— OBJECTIVE —
Copy out the lines below exactly, starting with the line containing "Target: seal's eye" and continuing through the end of the records.

— THE RECORDS —

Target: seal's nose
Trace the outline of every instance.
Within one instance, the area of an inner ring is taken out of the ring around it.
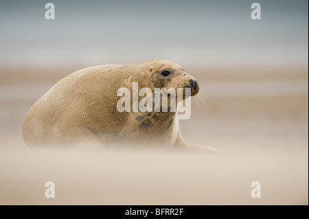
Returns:
[[[194,80],[192,79],[189,80],[189,82],[190,82],[190,85],[191,85],[191,92],[194,93],[194,91],[198,87],[198,84],[196,80]]]

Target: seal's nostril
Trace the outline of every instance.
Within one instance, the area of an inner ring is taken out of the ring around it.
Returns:
[[[192,91],[195,91],[197,88],[197,81],[190,79],[189,80],[189,82],[190,82]]]

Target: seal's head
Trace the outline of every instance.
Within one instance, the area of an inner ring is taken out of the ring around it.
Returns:
[[[139,64],[146,76],[150,78],[149,88],[191,89],[191,96],[196,95],[199,91],[196,80],[185,72],[179,65],[171,61],[153,59]],[[183,92],[185,98],[185,92]]]

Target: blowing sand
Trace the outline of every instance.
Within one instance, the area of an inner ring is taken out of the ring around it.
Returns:
[[[247,78],[236,70],[192,73],[206,106],[192,100],[191,118],[180,122],[185,139],[225,152],[219,156],[28,148],[23,119],[61,74],[30,80],[41,75],[28,72],[23,80],[2,69],[0,204],[308,205],[308,70]],[[47,181],[55,183],[55,198],[45,196]],[[251,196],[253,181],[260,198]]]

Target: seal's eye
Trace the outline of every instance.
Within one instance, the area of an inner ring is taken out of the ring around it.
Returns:
[[[168,77],[169,75],[170,75],[170,72],[165,70],[161,73],[161,75],[164,77]]]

— OUTPUT BELOW —
Target: seal's eye
Trace the outline of every instance.
Within one instance, the area of an inner ring is taken out of the ring around it.
Returns:
[[[168,77],[169,75],[170,75],[170,72],[165,70],[161,73],[161,75],[164,77]]]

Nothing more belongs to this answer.